* [Directive 1]: In the page text on splitting a video into frames, rewrite the passage between "In my case, I’ll" and "starting at zero.", inclusive, swapping "webcam" for "camera".
* [Directive 2]: In the records, reproduce only the lines between the lines holding "Locate the blurred" and "top-left (563, 542), bottom-right (604, 572)", inclusive, with the requests kept unchanged. Multiply every coordinate in the answers by 0.7 and round each result to a whole number, with halves rounded up.

* [Page text]:
———

Introduction
In this tutorial we will learn how to split a video into frames, using Python and OpenCV. We will save each frame in a folder in our file system.
After learning how to split a video into individual frames, we will also check how to apply some processing over each frame. For illustration purposes, we are going to try to identify hands in each frame and, in case they are found, estimate their landmarks, like covered on this previous tutorial, which makes use of MediaPipe for this task.
This tutorial was tested on Windows 8.1, with version 4.1.2 of OpenCV and version 0.8.3.1 of MediaPipe.
Splitting video into frames
As usual, we start by importing the cv2 module.
import cv2
Then we will create an object of class VideoCapture, which will allow us to obtain frames from a video. As input, we will pass a string containing the path to the video, in our file system.
In my case, I’ll use a .avi file I’ve previously recorded from my webcam using OpenCV, following the procedure described on this previous tutorial. Naturally, you can use any other video you want to test.
capture = cv2.VideoCapture('C:/Users/N/Desktop/video.avi')
We will also define a variable that will track the number of the current frame we are processing, starting at zero.
frameNr = 0
Then we will start reading frames in an infinite loop that will break when there are no more frames to read.
while (True):
# process frames
To grab a frame from the video, we call the read method on our VideoCapture object. This method takes no arguments and returns a tuple. The first value of the tuple is a Boolean indicating if we could read the frame or not and the second value is the actual frame.

———

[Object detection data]
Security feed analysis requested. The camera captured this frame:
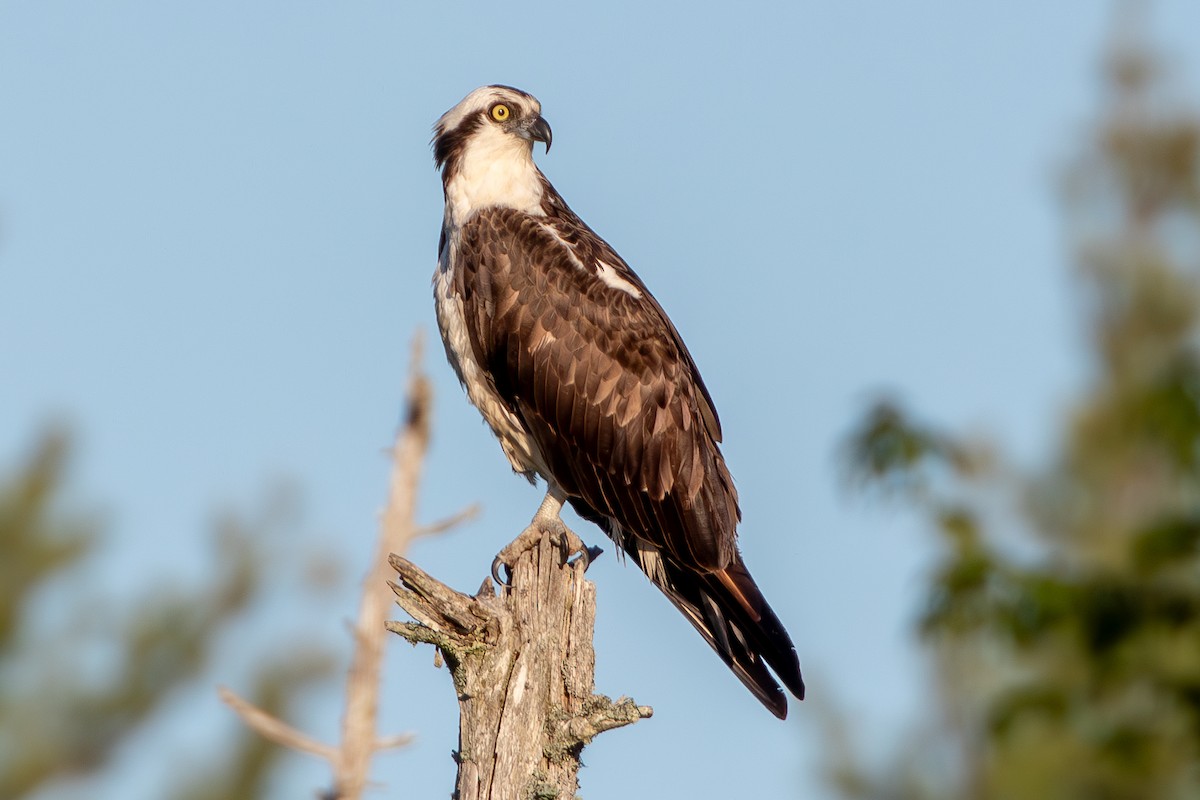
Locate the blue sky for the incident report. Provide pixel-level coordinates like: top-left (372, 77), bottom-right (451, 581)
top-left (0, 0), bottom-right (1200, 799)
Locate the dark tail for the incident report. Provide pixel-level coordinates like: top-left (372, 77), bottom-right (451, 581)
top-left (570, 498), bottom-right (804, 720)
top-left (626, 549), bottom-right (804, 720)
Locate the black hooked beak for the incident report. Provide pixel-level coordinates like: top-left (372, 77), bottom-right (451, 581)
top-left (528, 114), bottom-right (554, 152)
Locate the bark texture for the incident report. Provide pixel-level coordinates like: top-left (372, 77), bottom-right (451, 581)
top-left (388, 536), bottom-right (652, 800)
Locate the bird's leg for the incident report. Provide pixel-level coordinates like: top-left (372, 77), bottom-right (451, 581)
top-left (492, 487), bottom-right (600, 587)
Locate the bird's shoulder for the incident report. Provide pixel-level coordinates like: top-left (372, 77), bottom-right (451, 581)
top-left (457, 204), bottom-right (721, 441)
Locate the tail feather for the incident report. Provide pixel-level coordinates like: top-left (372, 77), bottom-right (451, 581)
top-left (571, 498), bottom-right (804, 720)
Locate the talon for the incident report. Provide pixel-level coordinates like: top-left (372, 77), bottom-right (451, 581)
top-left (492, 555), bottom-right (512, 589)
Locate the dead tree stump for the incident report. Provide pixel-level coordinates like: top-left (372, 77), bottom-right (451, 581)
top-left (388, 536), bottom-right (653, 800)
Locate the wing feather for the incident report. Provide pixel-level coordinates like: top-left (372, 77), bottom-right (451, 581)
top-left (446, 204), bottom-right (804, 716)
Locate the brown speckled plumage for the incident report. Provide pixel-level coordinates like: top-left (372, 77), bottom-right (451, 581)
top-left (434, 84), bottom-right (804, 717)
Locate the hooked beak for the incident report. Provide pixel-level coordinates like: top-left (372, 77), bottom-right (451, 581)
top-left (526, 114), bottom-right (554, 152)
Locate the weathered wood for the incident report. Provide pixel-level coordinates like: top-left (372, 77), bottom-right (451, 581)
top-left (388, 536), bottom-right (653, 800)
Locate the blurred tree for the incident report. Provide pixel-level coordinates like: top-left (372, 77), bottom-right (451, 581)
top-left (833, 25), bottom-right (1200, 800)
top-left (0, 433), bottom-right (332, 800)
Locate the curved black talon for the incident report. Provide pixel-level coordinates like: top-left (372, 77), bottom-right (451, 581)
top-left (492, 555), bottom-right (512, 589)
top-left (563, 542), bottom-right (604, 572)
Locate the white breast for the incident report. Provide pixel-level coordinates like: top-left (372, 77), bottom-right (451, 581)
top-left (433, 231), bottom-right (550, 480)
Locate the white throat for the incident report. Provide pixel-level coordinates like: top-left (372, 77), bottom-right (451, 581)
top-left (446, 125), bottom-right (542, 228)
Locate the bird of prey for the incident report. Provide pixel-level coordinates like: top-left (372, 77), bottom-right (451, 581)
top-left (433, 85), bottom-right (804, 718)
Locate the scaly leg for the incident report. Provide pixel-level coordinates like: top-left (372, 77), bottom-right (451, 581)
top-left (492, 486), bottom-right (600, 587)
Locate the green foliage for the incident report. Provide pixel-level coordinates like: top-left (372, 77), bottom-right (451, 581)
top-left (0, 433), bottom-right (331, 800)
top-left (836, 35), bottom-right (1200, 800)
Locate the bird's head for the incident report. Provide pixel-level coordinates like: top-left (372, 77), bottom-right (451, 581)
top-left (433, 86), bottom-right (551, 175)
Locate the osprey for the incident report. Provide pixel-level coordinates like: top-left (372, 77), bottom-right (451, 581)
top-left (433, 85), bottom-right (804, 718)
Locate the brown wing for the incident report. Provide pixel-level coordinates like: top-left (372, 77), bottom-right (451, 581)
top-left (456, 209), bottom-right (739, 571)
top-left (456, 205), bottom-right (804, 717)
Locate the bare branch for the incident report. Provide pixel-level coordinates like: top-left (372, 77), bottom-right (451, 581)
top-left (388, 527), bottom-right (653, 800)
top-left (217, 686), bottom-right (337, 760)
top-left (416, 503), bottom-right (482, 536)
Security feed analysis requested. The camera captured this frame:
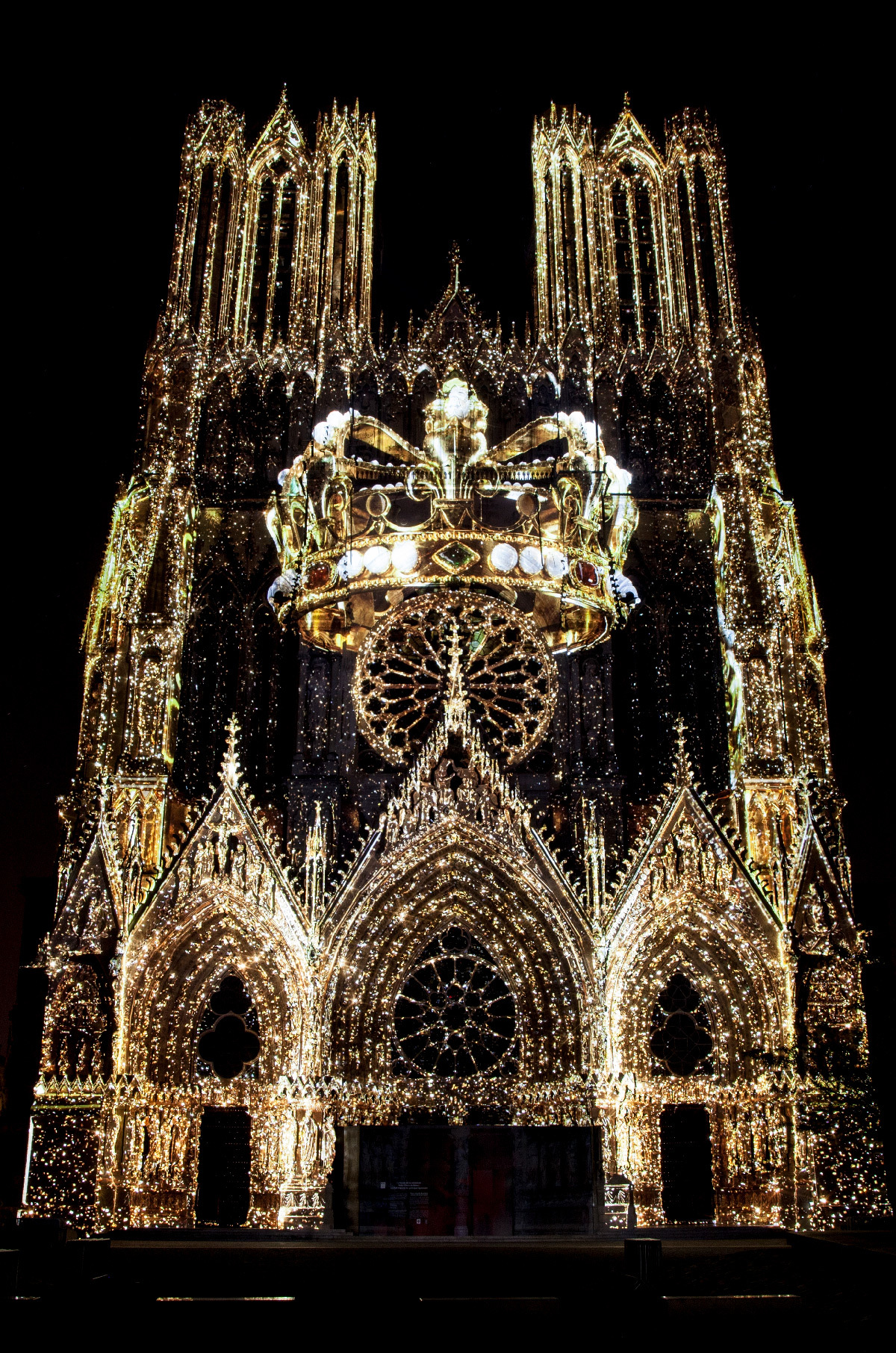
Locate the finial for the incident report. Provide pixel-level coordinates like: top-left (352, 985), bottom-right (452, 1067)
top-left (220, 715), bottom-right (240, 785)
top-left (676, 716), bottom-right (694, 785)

———

* [Response 1]:
In my case, I’ll use a .avi file I’ve previously recorded from my camera using OpenCV, following the procedure described on this previous tutorial. Naturally, you can use any other video you want to test.
capture = cv2.VideoCapture('C:/Users/N/Desktop/video.avi')
We will also define a variable that will track the number of the current frame we are processing, starting at zero.

* [Response 2]:
Locate the blurred tree for the incident report. Provide pixel-level coordinates like: top-left (372, 77), bottom-right (451, 581)
top-left (583, 18), bottom-right (840, 560)
top-left (0, 303), bottom-right (232, 560)
Locate the curved black talon for the incident report. Provide pixel-level coordinates like: top-left (372, 77), bottom-right (451, 581)
top-left (344, 389), bottom-right (358, 412)
top-left (394, 379), bottom-right (423, 400)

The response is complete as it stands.